→ AIM: Nothing but the lines from the one containing "Place one keypoint per instance of the green" through the last line should be written out, please, exactly as they stand.

=====

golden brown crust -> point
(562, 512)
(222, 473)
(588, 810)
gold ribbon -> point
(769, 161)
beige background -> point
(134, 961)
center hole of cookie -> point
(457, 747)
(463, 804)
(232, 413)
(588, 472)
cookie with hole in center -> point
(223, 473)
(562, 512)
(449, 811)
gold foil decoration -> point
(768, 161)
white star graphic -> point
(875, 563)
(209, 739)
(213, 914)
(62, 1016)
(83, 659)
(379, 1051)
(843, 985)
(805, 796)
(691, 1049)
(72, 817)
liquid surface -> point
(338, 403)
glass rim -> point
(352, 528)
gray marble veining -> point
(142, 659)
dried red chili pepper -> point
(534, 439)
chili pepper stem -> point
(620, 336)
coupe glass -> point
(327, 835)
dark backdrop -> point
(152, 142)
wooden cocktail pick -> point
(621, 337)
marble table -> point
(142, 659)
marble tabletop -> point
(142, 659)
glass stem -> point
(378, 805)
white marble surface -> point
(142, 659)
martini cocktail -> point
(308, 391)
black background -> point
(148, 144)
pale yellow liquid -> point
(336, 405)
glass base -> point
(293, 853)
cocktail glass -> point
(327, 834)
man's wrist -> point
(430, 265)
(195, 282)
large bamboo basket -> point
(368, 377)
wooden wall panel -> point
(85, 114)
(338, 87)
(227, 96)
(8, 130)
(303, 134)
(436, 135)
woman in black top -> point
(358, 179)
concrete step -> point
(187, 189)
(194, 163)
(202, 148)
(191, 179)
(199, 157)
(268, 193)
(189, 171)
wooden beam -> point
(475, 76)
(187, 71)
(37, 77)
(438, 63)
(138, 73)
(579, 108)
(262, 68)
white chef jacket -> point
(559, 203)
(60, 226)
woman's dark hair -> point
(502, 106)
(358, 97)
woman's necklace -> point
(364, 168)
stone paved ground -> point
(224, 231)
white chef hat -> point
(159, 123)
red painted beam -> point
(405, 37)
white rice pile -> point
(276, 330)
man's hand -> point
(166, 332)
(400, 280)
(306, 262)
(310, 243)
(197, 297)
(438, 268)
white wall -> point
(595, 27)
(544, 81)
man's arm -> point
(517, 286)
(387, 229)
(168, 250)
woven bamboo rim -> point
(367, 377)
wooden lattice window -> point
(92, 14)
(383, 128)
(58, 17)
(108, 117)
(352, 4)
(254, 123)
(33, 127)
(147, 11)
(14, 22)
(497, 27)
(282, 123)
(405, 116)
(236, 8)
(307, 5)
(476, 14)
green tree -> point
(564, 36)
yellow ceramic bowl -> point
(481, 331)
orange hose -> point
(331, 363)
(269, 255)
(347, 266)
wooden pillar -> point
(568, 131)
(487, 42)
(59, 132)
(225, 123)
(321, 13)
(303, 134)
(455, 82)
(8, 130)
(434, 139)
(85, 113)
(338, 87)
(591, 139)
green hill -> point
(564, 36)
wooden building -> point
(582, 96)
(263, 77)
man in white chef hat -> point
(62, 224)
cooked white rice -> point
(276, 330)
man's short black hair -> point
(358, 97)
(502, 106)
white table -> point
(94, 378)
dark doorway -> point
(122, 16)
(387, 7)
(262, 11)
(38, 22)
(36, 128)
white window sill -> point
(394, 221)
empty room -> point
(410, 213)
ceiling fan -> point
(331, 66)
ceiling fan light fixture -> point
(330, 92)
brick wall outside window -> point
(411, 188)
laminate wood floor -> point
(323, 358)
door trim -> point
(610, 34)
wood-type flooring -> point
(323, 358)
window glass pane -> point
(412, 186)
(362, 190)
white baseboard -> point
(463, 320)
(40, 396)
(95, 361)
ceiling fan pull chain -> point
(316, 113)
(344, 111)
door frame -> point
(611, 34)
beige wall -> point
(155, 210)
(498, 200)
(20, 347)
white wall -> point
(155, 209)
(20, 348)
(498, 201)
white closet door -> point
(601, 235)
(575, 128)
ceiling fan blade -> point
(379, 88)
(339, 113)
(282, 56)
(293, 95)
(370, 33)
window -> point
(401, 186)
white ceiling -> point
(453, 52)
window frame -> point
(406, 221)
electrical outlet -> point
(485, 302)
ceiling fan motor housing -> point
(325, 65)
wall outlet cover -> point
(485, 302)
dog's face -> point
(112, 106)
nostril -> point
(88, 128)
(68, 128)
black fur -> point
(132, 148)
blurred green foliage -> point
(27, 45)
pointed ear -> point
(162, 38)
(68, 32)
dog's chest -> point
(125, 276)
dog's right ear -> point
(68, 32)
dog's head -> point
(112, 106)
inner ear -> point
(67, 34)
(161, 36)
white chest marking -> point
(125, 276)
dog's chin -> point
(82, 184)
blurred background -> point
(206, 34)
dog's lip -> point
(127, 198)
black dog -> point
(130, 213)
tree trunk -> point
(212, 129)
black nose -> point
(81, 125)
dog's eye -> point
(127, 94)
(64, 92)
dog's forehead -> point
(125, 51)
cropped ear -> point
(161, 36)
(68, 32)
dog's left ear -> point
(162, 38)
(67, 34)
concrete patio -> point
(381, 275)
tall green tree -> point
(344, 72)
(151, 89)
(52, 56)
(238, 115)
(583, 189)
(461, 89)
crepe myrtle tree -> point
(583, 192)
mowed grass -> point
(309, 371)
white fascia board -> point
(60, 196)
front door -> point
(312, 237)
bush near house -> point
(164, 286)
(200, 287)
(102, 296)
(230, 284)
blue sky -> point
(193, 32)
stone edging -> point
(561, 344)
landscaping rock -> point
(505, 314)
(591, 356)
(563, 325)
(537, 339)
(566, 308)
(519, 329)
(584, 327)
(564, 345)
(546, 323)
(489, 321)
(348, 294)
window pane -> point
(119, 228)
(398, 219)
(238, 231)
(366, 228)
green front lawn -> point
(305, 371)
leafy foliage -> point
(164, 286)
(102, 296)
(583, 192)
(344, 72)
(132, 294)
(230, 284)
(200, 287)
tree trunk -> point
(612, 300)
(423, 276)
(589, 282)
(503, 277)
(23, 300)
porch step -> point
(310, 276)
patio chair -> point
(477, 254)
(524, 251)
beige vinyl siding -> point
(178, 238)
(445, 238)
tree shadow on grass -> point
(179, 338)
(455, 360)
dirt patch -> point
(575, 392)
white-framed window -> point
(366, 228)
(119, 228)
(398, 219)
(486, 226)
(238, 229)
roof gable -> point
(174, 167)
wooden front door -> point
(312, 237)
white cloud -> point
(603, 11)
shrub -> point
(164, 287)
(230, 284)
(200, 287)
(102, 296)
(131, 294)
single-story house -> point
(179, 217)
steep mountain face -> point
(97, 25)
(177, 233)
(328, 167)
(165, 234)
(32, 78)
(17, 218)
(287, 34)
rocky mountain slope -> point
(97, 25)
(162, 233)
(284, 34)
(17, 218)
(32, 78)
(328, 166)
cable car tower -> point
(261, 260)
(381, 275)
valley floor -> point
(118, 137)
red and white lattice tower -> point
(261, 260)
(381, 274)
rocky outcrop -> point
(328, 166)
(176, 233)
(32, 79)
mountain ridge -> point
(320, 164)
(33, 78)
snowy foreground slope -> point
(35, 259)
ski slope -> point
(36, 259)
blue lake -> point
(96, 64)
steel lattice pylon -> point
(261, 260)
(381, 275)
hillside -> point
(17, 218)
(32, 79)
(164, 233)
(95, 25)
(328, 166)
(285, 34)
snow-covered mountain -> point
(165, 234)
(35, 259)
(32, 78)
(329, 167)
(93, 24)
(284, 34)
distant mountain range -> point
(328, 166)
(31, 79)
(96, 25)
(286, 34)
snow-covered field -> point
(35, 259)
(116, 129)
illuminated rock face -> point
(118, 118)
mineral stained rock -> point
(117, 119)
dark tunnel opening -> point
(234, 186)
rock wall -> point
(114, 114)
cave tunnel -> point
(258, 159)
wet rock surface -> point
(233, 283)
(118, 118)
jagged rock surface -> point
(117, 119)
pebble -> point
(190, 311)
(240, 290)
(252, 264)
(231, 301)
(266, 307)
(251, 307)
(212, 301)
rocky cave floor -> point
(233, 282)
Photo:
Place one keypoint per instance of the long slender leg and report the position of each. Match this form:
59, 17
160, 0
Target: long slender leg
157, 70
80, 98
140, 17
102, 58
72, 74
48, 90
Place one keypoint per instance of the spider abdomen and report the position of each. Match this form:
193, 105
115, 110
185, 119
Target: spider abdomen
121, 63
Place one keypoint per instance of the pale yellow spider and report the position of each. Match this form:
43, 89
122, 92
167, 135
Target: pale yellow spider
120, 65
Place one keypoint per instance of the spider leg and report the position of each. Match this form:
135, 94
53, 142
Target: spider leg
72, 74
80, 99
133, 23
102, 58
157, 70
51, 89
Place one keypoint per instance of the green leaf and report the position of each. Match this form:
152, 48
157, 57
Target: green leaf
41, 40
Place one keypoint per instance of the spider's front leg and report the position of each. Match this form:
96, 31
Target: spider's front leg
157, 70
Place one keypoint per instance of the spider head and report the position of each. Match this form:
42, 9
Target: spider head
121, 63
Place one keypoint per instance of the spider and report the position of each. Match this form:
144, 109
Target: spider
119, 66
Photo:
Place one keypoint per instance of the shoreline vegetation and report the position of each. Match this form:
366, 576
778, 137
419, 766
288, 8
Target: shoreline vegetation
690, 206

=====

→ RESULT OF THE EXERCISE:
Place one keypoint per instance of the green leaf and report the position of each. Match this form:
152, 48
157, 57
Target: green leaf
41, 40
Place one keypoint per instance of the spider's front leg and report the position of each. Match this form:
96, 31
Target: spider's front leg
157, 70
Place one keypoint per instance of the spider head and report the position of each. Match this form:
42, 9
Target: spider head
121, 63
Place one keypoint per instance of the spider and report the position of each. Match this form:
144, 109
Target: spider
119, 66
Photo:
Place one keypoint per instance of the shoreline vegetation and report the position of each. Match this form:
366, 576
778, 137
419, 766
288, 8
Target: shoreline vegetation
690, 206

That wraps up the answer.